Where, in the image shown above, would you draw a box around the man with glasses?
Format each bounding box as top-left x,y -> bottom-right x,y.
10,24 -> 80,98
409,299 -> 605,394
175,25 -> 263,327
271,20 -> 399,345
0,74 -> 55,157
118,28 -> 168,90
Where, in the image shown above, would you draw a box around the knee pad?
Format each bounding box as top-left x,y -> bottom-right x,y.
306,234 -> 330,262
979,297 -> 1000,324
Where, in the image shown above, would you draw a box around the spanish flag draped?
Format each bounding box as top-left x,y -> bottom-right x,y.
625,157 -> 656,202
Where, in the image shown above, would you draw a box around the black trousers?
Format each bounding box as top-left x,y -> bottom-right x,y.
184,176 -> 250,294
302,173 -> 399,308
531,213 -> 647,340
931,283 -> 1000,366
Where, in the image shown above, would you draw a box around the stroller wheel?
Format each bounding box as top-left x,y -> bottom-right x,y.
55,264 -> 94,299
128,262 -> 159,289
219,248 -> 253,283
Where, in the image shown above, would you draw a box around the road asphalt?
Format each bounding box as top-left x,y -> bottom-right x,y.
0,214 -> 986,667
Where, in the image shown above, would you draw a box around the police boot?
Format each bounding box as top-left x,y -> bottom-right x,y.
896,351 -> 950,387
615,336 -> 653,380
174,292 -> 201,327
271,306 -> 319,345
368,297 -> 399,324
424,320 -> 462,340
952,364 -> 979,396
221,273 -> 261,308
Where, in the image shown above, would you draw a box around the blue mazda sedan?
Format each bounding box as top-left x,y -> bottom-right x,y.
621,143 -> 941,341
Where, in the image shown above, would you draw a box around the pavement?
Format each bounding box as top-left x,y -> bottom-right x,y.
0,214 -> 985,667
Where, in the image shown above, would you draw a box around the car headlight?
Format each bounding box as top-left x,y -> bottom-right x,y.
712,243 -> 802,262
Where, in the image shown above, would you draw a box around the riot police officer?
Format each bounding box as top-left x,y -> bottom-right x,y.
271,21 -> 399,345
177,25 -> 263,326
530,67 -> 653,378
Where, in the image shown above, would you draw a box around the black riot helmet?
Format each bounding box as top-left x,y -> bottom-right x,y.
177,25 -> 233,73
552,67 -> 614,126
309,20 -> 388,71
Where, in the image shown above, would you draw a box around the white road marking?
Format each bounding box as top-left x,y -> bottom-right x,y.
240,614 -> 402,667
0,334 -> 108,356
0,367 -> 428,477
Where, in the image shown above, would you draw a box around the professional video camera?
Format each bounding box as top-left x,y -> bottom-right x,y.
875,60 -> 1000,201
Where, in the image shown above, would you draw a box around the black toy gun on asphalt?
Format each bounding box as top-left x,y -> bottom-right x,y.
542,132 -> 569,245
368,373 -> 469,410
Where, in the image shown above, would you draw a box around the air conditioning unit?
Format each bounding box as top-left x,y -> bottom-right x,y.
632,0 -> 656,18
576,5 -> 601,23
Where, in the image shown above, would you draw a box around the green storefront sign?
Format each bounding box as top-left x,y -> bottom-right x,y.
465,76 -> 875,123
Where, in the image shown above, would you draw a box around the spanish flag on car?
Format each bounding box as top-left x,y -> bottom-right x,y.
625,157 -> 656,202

__Task objective__.
Can you recast all of the records above as a Markdown table with the columns "Row" and "Text", numbering each line and leaving out any blank lines?

__Full response__.
| Row | Text |
|---|---|
| 1 | Where, in the image shown above, would you draw a box around the man with glasses? |
| 2 | Format each bounding box as top-left x,y -> bottom-right x,y. |
| 3 | 10,24 -> 80,98 |
| 4 | 409,299 -> 605,394 |
| 5 | 175,25 -> 263,327 |
| 6 | 271,20 -> 399,345 |
| 7 | 0,74 -> 55,157 |
| 8 | 118,28 -> 168,90 |
| 9 | Where, in the image shown above, would you draw a box around the knee pad? |
| 10 | Format each bounding box as top-left x,y -> bottom-right x,y. |
| 11 | 306,234 -> 330,262 |
| 12 | 979,297 -> 1000,324 |
| 13 | Where, in the image shown above, would you draw a box around the spanish flag draped? |
| 14 | Format each bounding box as top-left x,y -> bottom-right x,y. |
| 15 | 625,157 -> 656,202 |
| 16 | Where, in the image shown above, would you draw a box around the black trousers? |
| 17 | Format each bounding box as top-left x,y -> bottom-right x,y. |
| 18 | 184,176 -> 250,294 |
| 19 | 302,173 -> 399,308 |
| 20 | 531,213 -> 647,340 |
| 21 | 931,283 -> 1000,366 |
| 22 | Where, in the image shown above, would you draw a box around the stroller wheel? |
| 23 | Format each bounding box as top-left x,y -> bottom-right x,y. |
| 24 | 55,264 -> 94,299 |
| 25 | 128,262 -> 159,289 |
| 26 | 219,248 -> 253,283 |
| 27 | Where, in the image shown above, would you draw a box around the road asphalt? |
| 28 | Format each bounding box as top-left x,y -> bottom-right x,y. |
| 29 | 0,214 -> 986,667 |
| 30 | Where, in the image shown above, would you draw a box around the police boot? |
| 31 | Format each bounding box as top-left x,y -> bottom-right x,y. |
| 32 | 896,351 -> 950,387 |
| 33 | 615,336 -> 653,380 |
| 34 | 174,292 -> 201,327 |
| 35 | 271,306 -> 319,345 |
| 36 | 368,297 -> 399,324 |
| 37 | 424,320 -> 462,340 |
| 38 | 952,364 -> 979,396 |
| 39 | 221,273 -> 261,308 |
| 40 | Where, in the image shown above, would you draw a box around the blue mazda sedan? |
| 41 | Format each bounding box as top-left x,y -> bottom-right x,y. |
| 42 | 621,143 -> 941,341 |
| 43 | Where, in the image shown above, would you draw a box around the pavement? |
| 44 | Format each bounding box as top-left x,y -> bottom-right x,y. |
| 45 | 0,214 -> 985,667 |
| 46 | Where, in the image shown above, would you draw a box around the car headlight? |
| 47 | Format each bounding box as top-left x,y -> bottom-right x,y. |
| 48 | 712,243 -> 802,262 |
| 49 | Where, in the image shown above, would you draw a box around the riot police officer? |
| 50 | Format each bounding box as top-left x,y -> bottom-right x,y. |
| 51 | 271,21 -> 399,345 |
| 52 | 177,25 -> 263,326 |
| 53 | 530,67 -> 653,378 |
| 54 | Where, in the image shown above, would you draw a box around the black riot helmet? |
| 55 | Format each bounding box as top-left x,y -> bottom-right x,y. |
| 56 | 177,25 -> 233,73 |
| 57 | 552,67 -> 614,126 |
| 58 | 309,20 -> 388,71 |
| 59 | Where, in the image shown above, would you draw a box around the white road marking? |
| 60 | Format each bounding box as top-left x,y -> bottom-right x,y. |
| 61 | 240,614 -> 402,667 |
| 62 | 0,334 -> 108,356 |
| 63 | 0,367 -> 428,477 |
| 64 | Where, in the image shown above, would you draw a box around the professional video camera? |
| 65 | Format each bounding box as top-left x,y -> bottom-right x,y. |
| 66 | 875,60 -> 1000,201 |
| 67 | Where, in the image shown above, would you draw a box around the black toy gun on asphalt? |
| 68 | Format each bounding box as top-left x,y -> bottom-right x,y. |
| 69 | 542,132 -> 569,245 |
| 70 | 368,373 -> 469,410 |
| 71 | Where, in the image shown above, would you draw a box around the air conditioning unit? |
| 72 | Format each bounding box as top-left x,y -> bottom-right x,y. |
| 73 | 632,0 -> 656,18 |
| 74 | 576,5 -> 601,23 |
| 75 | Where, in the image shown above, would you draw a box around the green storefront sign? |
| 76 | Format each bounding box as top-left x,y -> bottom-right x,y. |
| 77 | 465,76 -> 875,123 |
| 78 | Where, in the image shown above, would you draw a box around the spanish flag on car? |
| 79 | Format each bounding box as top-left x,y -> bottom-right x,y. |
| 80 | 625,157 -> 656,202 |